> WHAT IS NEEDED: List every line below that contains the word "floor", copying each such line in full.

> MATERIAL FOR THE TASK:
○ ○ ○ ○
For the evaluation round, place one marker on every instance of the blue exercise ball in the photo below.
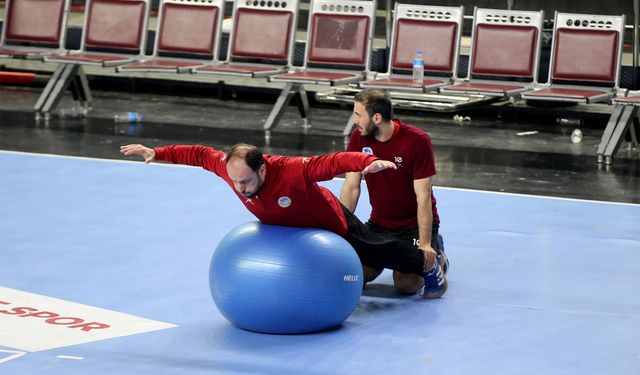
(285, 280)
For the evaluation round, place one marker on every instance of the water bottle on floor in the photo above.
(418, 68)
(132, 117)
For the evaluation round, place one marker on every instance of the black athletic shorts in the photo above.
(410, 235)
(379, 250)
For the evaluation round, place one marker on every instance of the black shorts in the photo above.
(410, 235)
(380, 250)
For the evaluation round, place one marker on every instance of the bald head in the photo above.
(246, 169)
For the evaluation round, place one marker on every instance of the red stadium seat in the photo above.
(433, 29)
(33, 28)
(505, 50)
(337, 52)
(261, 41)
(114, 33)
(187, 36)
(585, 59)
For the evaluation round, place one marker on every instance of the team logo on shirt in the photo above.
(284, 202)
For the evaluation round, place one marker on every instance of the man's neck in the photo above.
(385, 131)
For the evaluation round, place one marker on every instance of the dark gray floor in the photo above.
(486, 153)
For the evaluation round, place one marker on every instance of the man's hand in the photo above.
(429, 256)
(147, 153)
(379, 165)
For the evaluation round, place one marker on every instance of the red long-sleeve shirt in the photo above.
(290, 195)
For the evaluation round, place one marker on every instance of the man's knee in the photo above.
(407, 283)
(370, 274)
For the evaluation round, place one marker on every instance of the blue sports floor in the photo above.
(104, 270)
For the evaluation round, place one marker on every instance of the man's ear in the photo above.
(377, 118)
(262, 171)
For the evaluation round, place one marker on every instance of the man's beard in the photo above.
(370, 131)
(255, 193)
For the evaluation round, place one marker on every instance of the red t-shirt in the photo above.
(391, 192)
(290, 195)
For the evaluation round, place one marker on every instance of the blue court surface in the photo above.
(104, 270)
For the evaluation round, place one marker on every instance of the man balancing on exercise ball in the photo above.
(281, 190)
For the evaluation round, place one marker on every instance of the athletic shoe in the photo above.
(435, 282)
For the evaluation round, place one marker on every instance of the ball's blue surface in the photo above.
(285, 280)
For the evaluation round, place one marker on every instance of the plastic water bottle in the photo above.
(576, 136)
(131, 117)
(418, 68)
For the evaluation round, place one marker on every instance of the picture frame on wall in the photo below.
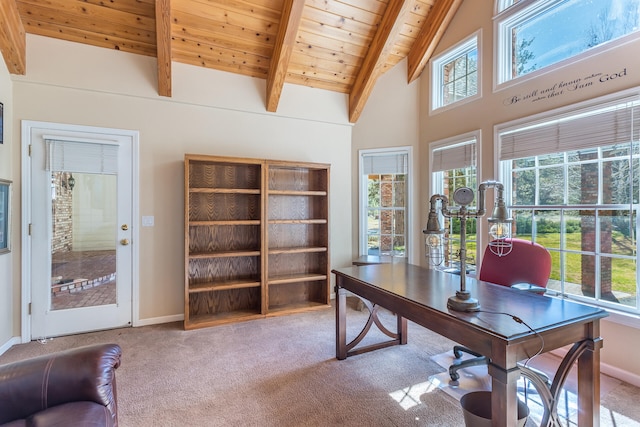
○ ○ ○ ○
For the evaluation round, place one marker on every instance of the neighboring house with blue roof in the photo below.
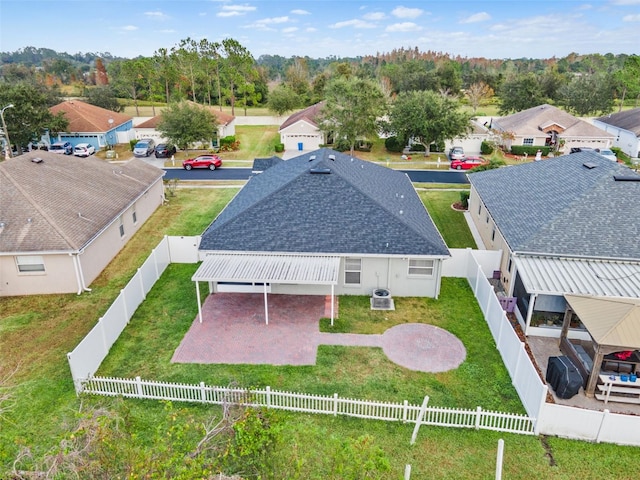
○ ○ ○ ○
> ANSWER TO THE TASK:
For the evaluation round, place one marker on every instance of the water bottle on floor in the photo above.
For the evaluation round, place one marker on every instance of the dark gray floor in the photo above.
For the evaluation round, place one marker on every instance of the blue sports floor in the photo above.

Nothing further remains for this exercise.